GOAL: Return every line of the entries below unchanged, but leave out the pictures.
>> start STORED RECORDS
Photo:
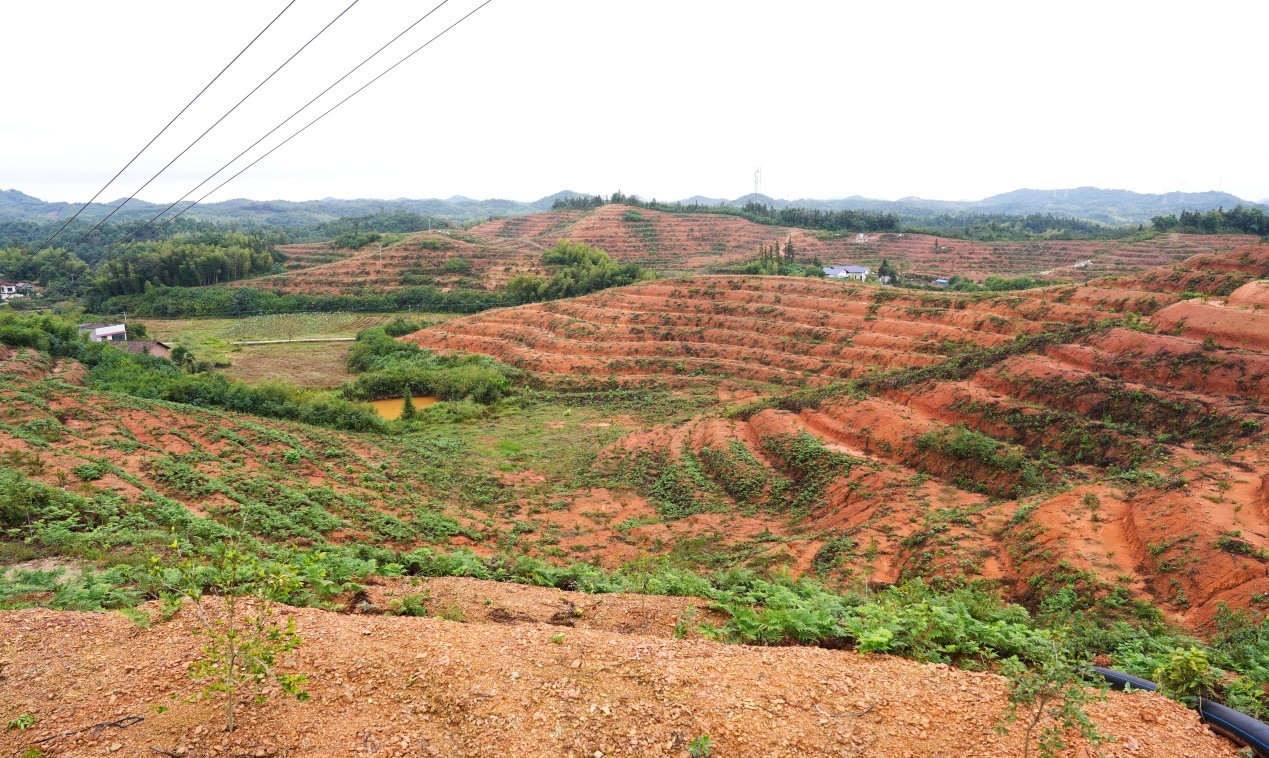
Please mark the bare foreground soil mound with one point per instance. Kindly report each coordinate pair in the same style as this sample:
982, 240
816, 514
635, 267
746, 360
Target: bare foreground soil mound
388, 686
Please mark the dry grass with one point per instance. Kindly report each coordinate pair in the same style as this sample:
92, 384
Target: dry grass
306, 365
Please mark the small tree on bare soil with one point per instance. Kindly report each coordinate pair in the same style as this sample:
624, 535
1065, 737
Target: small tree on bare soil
243, 635
1050, 696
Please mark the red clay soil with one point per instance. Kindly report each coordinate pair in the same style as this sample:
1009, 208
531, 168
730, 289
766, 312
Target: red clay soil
400, 687
701, 243
915, 508
1229, 326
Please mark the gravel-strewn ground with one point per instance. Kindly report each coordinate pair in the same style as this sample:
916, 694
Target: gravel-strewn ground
515, 684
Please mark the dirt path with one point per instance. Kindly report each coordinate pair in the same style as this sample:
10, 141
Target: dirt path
390, 687
273, 342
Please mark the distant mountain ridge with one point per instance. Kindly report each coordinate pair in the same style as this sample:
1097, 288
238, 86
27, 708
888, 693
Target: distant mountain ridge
1107, 206
18, 206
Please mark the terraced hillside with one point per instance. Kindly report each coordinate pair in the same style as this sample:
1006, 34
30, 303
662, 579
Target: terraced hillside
701, 243
1108, 436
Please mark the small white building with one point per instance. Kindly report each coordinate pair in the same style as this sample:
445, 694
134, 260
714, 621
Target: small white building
847, 272
105, 332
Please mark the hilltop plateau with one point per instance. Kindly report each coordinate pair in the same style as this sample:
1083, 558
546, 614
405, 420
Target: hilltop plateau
433, 687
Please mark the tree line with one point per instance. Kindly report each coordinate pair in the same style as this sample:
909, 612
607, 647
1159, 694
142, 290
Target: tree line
1240, 220
990, 227
211, 258
578, 269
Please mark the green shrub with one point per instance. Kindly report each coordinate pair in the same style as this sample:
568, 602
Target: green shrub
457, 265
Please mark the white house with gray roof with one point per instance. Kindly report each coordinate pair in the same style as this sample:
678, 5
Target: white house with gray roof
847, 272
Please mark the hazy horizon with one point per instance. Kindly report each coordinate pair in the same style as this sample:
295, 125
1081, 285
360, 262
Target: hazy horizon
830, 100
640, 196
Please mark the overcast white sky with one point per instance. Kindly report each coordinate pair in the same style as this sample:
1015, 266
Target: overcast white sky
661, 98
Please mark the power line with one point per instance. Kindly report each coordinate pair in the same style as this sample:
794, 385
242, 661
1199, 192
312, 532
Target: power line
303, 128
302, 108
164, 130
215, 125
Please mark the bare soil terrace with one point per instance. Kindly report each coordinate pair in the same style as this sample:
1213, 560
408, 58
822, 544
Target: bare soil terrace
701, 243
1003, 467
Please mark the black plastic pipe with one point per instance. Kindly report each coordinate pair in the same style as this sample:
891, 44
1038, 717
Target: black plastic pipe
1235, 725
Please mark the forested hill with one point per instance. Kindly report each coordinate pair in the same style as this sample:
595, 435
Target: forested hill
18, 206
1113, 207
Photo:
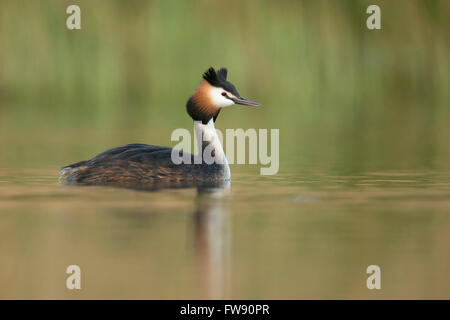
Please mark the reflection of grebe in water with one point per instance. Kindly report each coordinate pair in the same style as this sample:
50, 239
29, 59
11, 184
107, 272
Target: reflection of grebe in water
>> end STORED RECORDS
SOLUTION TO THIS PROBLEM:
Photo:
Please mark the bare foreground soil mound with one point per instance. Kindly report each coordinate pair in the same style as this sample:
982, 240
816, 514
635, 267
746, 360
Target: bare foreground soil mound
388, 686
Please mark the dry grass with one point per instance. Kindly report each coordinate pair in the same style as this sample:
92, 384
Target: dry grass
306, 365
Please mark the small tree on bare soil with one point per instance. Kindly report each coordinate pair in the same style as this sample:
624, 535
1065, 737
Target: small tree on bare soil
243, 635
1050, 696
Please mark the red clay soil with one point per instance. Kindly report each coordinate pair in the same style as this sample:
1009, 208
531, 168
730, 289
766, 312
Target: red clay soil
400, 687
701, 243
915, 508
1229, 326
Please mark the gravel-strewn ground with one point per instance. Kindly report each coordinate pair in the same style as this sample:
916, 694
Target: gravel-strewn ground
515, 684
Please mark the dirt path with one point per instance. Kindly report each coordinate pair in the same style as this sample:
10, 141
Target: dirt path
390, 687
273, 342
Please mark the distant mountain ridge with one point per instance. Kindly report each coordinate pair in the same style as this sample:
1097, 288
238, 86
27, 708
888, 693
Target: distant mountain ridge
1107, 206
18, 206
Please mark the terraced hillside with one point per instance. Kindly report each coordinate pair in the same style as this sample:
1006, 34
30, 303
662, 579
Target: terraced hillside
701, 243
1108, 436
Please mark the small white building with one point per instance. Kindly report each coordinate pair in the same style as this sample:
445, 694
134, 260
714, 621
Target: small white building
847, 272
105, 332
Please mark the hilltop plateau with one point per instance. Kindly report each coordinate pair in the same style as this sample:
1083, 558
546, 614
405, 420
Target: hilltop plateau
433, 687
Please mark the tree line with one point per instance. Kindly report each coordinate pair in the same style as this sample:
909, 612
607, 647
1159, 694
142, 290
Target: tree line
1240, 220
990, 227
211, 258
578, 269
Please mark the green shrub with one point per instance. Kindly report each coordinate pair in the same style as this sample:
568, 602
Target: green shrub
457, 265
Please mark the white house with gray roof with one point per instance. Kindly report each coordinate pair in the same style as this sample:
678, 5
Target: white house with gray roof
847, 272
Please mark the hazy horizon with one point per instance. Kindly report each coordinate pair in the same style as this sample:
295, 125
1081, 285
360, 262
Target: hazy horizon
830, 100
640, 196
Please mark the overcast white sky with one point per instance. Kindly report each coordinate pair in the same style as this sample:
1015, 266
Target: overcast white sky
661, 98
Please mark the power line with one point per instance. Kindly report each coordinate pair in the same style as this sample:
794, 385
242, 661
1199, 192
312, 532
Target: power line
303, 128
302, 108
164, 130
215, 125
Please mark the bare soil terrace with one point per instance. Kindly report each coordinate pair in the same style as this sample:
1213, 560
408, 58
822, 544
Target: bare soil terrace
701, 243
1003, 467
Please mark the black plastic pipe with one point per instance. Kindly report each coordinate pair in the same style as this sample:
891, 44
1038, 717
Target: black plastic pipe
1235, 725
Please mark the forested hill with one point per instance. Kindly report each coordinate pair in the same style as this sample:
595, 435
Target: forested hill
18, 206
1113, 207
Photo:
Please mark the reflection of grebe in water with one point per instance. Kindly report each coordinate pair in the same style as this sample:
50, 239
29, 59
11, 184
107, 272
Target: reflection of grebe in water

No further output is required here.